Questions on the material:
(A) Name every term in the article on COVID-19 fatality rates that is capitalized somewhere other than at the start of a sentence, listing each one once.
(B) Reproduce the article on COVID-19 fatality rates from "We believe there" to "manufacturer test kits.", changing "Bayesian Network" to "probabilistic network" wherever it occurs.
(C) Extend the article on COVID-19 fatality rates by writing what follows its final sentence.

Page extract section start

Many people suspect they’ve been infected with COVID-19 by now, despite the fact that only 0.5% of the UK’s population has actually been diagnosed with it. Similar numbers have been reported in other countries. Exactly how many people have actually had it, however, is unclear. There is also uncertainty around what proportion of people who get COVID-19 die as a result, though many models assume it is around 1%.

We believe there has been over-confidence in the reporting of infection prevalence and fatality rate statistics when it comes to COVID-19. Such statistics fail to take account of uncertainties in the data and explanations for these. In our new paper, published in the in the Journal of Risk Research, we developed a computer model that took these uncertainties into account when estimating COVID-19 fatality rates. And we see a very different picture.

Our model, called a Bayesian Network, allows us to combine multiple data sources and assess how sensitive the infection prevalence and fatality rates are to two dominating sources of uncertainty.

One is the accuracy of serological (antibody) testing, which is crucially dependent on our ability to accurately measure whether an individual has antibodies. We account for factors such as false positives or negative rates for manufacturer test kits.

Page extract section end
Entries shown section start

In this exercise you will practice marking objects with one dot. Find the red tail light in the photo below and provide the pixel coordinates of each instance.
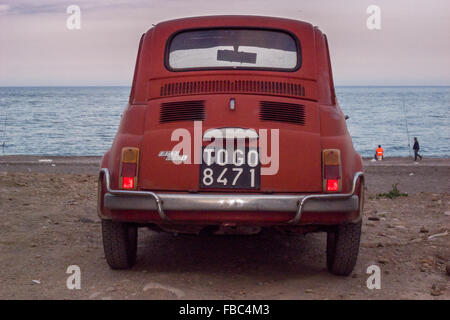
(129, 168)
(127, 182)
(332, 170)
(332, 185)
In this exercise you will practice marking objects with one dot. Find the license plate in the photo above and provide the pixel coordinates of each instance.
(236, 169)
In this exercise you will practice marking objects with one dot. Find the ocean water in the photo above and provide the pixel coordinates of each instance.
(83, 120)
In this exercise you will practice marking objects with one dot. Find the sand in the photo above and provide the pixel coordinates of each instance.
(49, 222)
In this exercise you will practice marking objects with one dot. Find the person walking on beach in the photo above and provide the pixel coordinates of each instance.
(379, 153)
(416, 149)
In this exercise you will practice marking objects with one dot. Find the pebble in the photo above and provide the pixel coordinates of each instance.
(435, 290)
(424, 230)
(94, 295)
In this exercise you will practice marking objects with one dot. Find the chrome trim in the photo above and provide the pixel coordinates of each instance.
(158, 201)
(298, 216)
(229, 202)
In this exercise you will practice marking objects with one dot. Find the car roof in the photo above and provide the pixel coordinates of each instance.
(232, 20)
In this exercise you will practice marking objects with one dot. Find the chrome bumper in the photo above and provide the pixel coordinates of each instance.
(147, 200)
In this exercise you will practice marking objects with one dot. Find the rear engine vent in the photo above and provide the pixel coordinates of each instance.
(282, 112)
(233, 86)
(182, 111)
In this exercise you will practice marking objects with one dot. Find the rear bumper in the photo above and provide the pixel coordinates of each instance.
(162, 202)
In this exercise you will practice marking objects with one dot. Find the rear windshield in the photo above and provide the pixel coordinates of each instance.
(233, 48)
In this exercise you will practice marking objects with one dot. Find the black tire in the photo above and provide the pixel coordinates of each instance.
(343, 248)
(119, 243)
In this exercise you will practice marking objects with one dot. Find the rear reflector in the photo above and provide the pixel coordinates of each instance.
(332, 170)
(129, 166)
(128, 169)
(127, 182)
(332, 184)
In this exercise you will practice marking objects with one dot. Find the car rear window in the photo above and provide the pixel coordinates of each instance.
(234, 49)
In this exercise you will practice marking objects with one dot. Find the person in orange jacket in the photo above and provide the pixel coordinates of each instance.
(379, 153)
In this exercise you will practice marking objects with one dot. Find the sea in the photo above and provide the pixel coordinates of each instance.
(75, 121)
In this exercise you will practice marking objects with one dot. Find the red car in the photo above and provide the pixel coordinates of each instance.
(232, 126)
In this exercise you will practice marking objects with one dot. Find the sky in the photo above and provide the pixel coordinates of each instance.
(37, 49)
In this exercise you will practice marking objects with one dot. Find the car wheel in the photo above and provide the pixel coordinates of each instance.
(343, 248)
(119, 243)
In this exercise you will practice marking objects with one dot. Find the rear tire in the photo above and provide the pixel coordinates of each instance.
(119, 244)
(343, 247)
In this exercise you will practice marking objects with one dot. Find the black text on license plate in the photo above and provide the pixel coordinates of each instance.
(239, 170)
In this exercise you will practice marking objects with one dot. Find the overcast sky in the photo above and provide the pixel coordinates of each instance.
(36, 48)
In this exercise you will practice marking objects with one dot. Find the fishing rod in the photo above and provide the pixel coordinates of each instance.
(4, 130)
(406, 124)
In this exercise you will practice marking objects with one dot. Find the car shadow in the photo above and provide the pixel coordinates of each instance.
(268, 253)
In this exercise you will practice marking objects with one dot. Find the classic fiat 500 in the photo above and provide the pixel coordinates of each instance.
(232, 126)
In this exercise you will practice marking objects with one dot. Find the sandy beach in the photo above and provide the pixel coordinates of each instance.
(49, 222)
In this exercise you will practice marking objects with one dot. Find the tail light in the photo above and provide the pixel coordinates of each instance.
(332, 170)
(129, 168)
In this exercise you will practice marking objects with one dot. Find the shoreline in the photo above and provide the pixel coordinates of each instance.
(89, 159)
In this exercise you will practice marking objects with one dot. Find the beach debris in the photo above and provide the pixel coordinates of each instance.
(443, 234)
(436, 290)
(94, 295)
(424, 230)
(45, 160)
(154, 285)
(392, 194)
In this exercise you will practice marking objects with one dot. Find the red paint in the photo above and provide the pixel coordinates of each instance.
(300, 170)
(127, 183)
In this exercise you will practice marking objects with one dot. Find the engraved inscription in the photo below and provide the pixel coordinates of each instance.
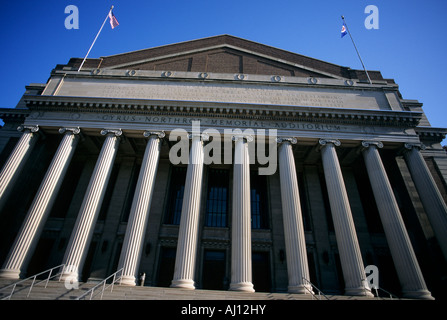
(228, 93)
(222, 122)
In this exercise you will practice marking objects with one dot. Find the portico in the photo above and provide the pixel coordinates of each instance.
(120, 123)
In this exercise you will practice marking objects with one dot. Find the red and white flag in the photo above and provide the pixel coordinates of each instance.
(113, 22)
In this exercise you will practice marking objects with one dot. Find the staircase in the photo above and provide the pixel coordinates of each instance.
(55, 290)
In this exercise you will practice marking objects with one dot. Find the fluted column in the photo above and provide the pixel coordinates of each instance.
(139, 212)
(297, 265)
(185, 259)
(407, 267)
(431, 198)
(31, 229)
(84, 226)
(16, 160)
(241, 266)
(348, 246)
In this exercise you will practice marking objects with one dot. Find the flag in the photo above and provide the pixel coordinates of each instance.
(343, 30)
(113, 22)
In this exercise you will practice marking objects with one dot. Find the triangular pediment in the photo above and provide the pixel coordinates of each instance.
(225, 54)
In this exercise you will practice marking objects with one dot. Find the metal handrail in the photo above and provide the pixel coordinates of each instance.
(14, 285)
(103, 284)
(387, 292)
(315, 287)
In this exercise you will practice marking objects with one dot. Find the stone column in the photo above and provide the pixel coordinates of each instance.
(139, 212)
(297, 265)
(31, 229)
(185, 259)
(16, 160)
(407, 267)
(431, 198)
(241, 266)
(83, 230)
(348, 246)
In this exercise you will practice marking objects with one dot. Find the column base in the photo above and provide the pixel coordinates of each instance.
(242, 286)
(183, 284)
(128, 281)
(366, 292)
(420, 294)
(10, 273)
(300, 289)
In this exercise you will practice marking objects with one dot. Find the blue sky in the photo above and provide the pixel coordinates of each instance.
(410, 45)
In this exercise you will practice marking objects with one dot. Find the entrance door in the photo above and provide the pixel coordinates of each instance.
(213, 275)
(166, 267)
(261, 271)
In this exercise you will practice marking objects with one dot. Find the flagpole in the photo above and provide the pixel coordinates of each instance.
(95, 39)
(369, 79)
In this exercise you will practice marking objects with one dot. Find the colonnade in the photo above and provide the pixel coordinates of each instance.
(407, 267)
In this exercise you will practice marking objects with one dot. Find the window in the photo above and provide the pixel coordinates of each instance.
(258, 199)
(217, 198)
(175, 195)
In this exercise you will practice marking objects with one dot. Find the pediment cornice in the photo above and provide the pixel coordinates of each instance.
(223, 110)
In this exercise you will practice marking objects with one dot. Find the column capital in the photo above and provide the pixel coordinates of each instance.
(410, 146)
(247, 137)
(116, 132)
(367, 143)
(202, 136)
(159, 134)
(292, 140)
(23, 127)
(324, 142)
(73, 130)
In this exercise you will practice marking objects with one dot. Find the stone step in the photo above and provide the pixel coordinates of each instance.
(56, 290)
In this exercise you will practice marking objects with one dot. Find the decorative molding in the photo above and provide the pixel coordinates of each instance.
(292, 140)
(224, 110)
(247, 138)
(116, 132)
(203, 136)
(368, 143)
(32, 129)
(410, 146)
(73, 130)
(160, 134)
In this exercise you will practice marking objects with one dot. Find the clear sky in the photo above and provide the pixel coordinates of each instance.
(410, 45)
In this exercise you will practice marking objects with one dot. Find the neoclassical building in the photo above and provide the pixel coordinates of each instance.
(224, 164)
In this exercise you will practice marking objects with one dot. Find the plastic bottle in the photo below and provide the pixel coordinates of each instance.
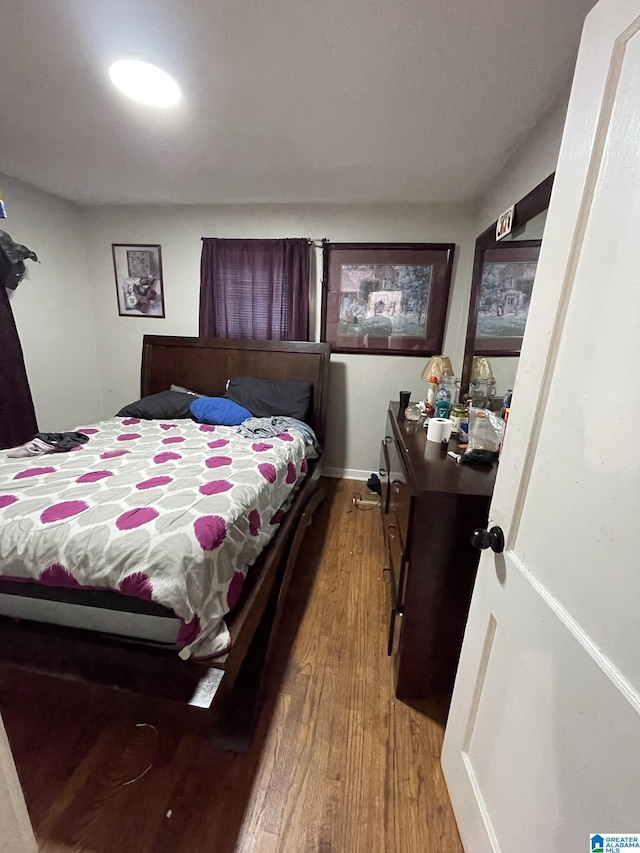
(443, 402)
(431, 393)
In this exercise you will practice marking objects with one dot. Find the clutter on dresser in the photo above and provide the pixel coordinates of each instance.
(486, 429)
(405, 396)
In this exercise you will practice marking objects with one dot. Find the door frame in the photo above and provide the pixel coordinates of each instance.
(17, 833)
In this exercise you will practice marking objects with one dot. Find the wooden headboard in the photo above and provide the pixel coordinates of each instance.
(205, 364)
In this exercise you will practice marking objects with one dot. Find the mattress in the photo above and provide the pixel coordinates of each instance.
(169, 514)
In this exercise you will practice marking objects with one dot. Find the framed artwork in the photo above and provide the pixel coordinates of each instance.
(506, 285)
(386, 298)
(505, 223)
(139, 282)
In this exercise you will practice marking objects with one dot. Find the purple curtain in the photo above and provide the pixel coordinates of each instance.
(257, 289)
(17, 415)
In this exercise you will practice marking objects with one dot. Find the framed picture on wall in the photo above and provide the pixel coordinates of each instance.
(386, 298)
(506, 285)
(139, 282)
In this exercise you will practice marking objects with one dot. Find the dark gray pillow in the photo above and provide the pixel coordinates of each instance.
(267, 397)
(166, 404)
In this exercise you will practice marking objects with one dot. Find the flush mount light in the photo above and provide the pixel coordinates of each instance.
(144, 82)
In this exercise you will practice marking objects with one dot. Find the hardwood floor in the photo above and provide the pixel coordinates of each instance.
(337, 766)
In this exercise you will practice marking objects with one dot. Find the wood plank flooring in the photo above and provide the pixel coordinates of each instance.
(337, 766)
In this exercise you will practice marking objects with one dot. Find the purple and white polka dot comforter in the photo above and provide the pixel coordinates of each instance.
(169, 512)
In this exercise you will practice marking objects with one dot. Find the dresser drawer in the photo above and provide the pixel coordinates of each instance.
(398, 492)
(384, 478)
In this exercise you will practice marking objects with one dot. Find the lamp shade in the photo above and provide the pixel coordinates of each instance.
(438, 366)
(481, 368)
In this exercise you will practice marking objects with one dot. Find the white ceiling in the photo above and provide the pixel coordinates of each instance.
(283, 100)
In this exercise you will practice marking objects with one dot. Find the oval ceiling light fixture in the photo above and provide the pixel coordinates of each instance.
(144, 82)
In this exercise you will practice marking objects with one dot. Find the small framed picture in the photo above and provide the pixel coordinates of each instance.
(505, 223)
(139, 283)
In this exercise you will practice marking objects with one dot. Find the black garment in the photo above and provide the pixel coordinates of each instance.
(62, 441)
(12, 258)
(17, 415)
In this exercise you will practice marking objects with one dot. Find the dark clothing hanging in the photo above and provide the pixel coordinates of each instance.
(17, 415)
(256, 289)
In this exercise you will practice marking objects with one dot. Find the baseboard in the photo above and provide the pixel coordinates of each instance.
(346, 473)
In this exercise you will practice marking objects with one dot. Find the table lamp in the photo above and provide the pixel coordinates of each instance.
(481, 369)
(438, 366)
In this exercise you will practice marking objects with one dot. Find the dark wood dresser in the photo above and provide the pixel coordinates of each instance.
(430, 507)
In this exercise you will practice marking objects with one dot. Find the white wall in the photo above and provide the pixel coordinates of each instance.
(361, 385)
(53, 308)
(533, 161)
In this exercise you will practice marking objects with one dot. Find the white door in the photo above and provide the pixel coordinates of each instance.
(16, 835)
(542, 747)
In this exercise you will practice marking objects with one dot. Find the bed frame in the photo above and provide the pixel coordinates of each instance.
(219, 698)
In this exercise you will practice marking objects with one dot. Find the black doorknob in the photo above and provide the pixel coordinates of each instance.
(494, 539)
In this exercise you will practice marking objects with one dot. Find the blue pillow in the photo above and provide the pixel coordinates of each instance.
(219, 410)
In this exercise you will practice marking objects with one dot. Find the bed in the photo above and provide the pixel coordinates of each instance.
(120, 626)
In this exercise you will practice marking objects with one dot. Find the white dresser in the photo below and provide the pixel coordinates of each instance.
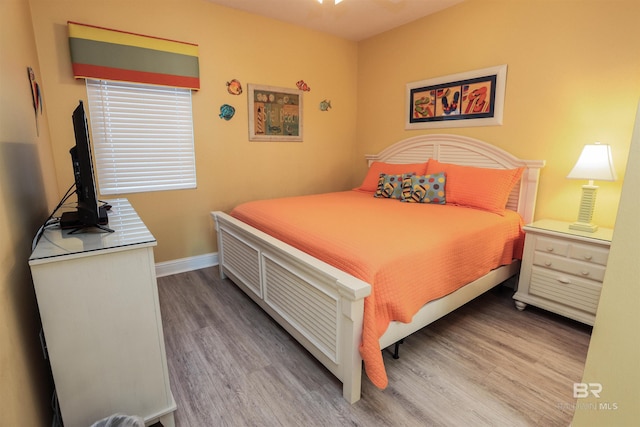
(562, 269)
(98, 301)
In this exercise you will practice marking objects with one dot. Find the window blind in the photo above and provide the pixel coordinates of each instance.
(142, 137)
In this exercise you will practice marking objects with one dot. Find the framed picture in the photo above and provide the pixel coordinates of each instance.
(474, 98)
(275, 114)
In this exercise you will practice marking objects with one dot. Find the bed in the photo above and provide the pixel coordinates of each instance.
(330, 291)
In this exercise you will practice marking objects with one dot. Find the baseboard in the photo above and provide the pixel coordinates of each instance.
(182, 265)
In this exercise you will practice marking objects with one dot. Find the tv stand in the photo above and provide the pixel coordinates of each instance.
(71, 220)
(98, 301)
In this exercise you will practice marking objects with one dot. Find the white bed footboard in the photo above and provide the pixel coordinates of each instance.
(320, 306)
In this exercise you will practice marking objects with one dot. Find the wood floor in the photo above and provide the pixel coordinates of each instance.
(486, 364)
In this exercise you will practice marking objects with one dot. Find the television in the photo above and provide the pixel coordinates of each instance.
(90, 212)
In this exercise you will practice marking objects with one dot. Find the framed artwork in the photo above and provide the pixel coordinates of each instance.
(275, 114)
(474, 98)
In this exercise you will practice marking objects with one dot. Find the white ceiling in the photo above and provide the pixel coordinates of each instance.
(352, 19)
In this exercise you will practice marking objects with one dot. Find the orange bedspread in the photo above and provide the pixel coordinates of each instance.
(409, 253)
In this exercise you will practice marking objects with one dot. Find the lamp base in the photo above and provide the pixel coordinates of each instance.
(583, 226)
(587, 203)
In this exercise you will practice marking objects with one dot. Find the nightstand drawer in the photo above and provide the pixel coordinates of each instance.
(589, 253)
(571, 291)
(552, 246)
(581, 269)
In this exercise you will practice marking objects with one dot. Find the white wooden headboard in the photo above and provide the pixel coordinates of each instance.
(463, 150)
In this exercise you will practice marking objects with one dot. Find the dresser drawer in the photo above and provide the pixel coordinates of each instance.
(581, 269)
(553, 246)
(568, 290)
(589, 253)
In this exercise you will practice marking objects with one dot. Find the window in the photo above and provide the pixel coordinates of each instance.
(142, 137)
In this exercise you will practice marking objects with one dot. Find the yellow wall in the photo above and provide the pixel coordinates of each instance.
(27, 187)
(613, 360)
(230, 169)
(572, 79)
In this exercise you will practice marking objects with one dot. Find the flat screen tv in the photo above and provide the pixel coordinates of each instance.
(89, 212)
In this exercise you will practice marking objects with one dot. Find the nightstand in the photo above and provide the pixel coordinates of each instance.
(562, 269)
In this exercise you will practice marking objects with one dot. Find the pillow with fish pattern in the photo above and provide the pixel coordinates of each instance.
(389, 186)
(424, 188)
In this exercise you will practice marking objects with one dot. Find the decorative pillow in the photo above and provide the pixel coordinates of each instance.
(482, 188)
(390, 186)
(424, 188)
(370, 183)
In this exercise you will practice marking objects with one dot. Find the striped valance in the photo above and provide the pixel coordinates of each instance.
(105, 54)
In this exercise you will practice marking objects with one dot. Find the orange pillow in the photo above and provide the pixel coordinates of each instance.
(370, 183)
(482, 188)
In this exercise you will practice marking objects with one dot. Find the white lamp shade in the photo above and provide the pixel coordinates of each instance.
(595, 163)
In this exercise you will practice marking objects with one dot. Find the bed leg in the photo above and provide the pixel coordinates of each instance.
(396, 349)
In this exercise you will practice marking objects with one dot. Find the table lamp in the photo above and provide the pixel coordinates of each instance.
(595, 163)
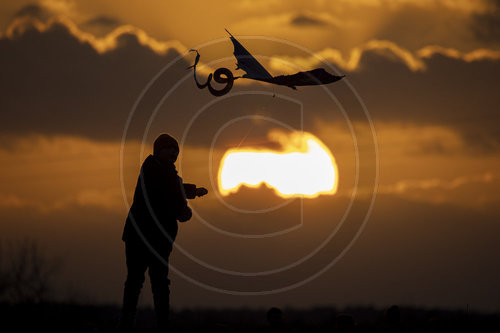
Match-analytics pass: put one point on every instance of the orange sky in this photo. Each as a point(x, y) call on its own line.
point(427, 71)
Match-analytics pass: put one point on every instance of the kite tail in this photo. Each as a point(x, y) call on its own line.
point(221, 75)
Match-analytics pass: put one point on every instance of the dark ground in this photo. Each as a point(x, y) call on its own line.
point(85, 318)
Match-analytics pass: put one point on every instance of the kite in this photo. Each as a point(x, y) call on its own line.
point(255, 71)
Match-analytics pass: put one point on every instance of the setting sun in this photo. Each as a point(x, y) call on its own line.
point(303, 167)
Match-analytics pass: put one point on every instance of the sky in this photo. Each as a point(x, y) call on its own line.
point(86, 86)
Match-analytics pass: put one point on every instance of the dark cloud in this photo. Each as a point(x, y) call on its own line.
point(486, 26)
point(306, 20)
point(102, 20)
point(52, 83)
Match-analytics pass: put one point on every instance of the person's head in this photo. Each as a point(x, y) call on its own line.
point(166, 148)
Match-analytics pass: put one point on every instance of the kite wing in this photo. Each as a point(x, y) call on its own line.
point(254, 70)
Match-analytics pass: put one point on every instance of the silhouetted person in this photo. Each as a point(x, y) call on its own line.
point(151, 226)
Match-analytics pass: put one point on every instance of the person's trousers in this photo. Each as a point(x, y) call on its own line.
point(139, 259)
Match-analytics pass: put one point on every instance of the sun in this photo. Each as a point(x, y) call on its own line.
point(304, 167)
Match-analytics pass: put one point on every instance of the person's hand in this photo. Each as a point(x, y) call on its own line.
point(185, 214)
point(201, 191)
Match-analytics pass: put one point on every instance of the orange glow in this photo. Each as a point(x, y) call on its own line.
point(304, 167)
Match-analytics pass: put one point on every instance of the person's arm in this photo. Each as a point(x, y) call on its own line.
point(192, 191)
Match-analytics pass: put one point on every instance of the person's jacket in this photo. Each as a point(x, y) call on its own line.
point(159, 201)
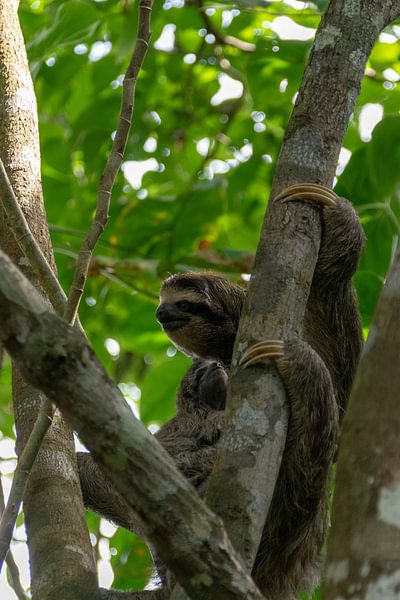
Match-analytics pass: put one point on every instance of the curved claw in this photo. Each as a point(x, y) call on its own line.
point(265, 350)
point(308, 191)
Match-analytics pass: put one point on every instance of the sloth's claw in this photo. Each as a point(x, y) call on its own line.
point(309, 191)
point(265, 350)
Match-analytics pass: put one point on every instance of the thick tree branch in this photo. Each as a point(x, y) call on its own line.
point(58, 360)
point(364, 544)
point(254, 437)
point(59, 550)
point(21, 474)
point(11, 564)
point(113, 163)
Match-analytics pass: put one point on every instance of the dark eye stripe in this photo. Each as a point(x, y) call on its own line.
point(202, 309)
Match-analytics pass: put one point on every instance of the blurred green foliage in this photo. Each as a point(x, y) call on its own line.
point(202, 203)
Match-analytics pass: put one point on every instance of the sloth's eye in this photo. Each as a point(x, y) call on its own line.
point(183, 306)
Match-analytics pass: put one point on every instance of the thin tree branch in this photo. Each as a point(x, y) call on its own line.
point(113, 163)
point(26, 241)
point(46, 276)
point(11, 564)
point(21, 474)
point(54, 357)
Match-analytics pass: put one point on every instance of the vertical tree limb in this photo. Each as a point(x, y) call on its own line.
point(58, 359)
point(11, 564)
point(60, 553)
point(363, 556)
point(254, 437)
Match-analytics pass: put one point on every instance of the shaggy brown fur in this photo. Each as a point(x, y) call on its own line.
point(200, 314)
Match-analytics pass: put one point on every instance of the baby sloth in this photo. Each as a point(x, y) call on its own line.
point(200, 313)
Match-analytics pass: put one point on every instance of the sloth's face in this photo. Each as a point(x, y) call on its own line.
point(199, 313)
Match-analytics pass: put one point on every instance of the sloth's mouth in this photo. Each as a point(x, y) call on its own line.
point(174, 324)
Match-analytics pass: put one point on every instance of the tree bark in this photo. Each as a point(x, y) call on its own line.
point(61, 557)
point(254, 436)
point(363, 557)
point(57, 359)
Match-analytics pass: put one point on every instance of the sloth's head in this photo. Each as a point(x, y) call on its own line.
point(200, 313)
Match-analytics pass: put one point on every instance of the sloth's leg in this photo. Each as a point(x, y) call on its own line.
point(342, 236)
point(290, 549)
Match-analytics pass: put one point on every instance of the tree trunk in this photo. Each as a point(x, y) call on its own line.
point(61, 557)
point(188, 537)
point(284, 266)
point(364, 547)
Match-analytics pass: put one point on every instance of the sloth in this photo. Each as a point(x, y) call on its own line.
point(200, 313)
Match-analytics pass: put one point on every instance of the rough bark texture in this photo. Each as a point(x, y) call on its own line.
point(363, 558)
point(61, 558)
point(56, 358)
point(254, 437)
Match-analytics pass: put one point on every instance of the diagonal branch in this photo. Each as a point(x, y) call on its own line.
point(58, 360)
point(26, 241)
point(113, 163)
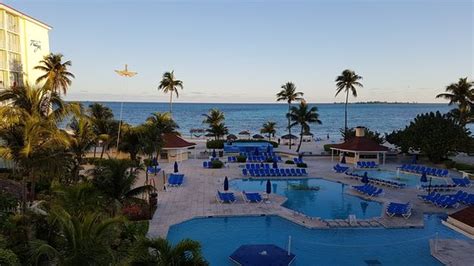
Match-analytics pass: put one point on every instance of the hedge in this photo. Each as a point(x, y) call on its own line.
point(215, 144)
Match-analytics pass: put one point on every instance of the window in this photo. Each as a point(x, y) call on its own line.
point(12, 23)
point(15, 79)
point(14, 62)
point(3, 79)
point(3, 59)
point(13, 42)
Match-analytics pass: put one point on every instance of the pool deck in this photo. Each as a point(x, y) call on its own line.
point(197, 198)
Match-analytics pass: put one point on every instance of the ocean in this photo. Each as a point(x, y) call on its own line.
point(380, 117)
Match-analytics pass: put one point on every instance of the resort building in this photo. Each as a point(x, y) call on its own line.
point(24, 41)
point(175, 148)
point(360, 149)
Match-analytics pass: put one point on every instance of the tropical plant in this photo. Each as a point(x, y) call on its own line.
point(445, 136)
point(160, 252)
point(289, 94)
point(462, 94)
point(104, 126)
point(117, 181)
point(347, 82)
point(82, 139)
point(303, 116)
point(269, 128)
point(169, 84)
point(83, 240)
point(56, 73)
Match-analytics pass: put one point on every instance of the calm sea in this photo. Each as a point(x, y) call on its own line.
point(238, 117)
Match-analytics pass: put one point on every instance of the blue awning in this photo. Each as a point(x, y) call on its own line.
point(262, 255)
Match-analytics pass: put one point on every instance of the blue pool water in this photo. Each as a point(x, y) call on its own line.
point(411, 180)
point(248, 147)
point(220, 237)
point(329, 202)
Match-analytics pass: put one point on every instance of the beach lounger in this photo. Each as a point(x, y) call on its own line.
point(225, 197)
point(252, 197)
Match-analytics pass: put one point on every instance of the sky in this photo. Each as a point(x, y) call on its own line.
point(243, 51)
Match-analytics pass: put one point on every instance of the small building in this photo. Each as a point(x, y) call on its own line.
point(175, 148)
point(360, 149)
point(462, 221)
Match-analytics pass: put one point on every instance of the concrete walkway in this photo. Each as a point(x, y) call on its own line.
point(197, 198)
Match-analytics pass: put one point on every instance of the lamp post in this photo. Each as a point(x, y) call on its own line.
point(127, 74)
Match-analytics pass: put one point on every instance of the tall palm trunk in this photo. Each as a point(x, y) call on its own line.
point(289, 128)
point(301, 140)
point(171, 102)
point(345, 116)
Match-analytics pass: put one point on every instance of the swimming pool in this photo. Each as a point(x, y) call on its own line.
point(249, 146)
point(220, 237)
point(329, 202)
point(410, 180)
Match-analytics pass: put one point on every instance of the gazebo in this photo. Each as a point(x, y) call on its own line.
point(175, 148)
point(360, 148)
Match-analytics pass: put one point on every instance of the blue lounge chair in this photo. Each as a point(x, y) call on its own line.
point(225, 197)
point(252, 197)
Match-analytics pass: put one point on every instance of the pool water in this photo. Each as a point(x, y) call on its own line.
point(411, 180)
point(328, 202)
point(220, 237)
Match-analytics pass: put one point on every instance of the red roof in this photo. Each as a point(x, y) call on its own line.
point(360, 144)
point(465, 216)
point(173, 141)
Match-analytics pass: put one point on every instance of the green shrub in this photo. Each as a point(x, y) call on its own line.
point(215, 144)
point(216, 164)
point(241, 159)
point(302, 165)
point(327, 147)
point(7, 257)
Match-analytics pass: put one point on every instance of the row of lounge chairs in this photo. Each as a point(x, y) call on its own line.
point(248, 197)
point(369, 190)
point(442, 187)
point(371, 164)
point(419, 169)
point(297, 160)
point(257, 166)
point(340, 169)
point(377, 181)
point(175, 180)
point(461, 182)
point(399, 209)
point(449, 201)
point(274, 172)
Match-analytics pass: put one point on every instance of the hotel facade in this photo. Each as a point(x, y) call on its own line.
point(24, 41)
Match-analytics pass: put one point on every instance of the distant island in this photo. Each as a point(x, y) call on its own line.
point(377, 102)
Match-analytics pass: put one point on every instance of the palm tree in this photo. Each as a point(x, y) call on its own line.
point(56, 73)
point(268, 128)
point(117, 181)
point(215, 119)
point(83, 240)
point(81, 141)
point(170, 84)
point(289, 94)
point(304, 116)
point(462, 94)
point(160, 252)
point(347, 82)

Entries shown section end

Answers to the exercises:
(A) COVID-19, UK, Journal of Risk Research, Bayesian Network

(B)
We believe there has been over-confidence in the reporting of infection prevalence and fatality rate statistics when it comes to COVID-19. Such statistics fail to take account of uncertainties in the data and explanations for these. In our new paper, published in the in the Journal of Risk Research, we developed a computer model that took these uncertainties into account when estimating COVID-19 fatality rates. And we see a very different picture.

Our model, called a probabilistic network, allows us to combine multiple data sources and assess how sensitive the infection prevalence and fatality rates are to two dominating sources of uncertainty.

One is the accuracy of serological (antibody) testing, which is crucially dependent on our ability to accurately measure whether an individual has antibodies. We account for factors such as false positives or negative rates for manufacturer test kits.

(C)
We also take account of the reliability of fatality data. This is important because the fatality rate, the probability of death for a Covid-19 infected patient, is defined as the death count divided by the number of infected people in the community. If either of these variables is uncertain, any policy decisions based on the resulting fatality rate will themselves be unreliable, or potentially dangerous.

Both of these factors are much more uncertain than is being reported. When we account for them in our model, we discovered high community infection rates in many regions across the world. For Kobe, Japan, our model suggested that over 800 times more people have had COVID-19 than has been reported. For England and Wales, this figure is 28 times more.

As for the fatality rate, the team from Imperial College in the UK, which is advising the UK government, has previously estimated this number to be 1%. But this is uncertain. The team states that its model “relies on fixed estimates of some epidemiological parameters such as the infection fatality rate…”, while also acknowledging that “amidst the ongoing pandemic, we rely on death data that is incomplete, with systematic biases in reporting, and subject to future consolidation”.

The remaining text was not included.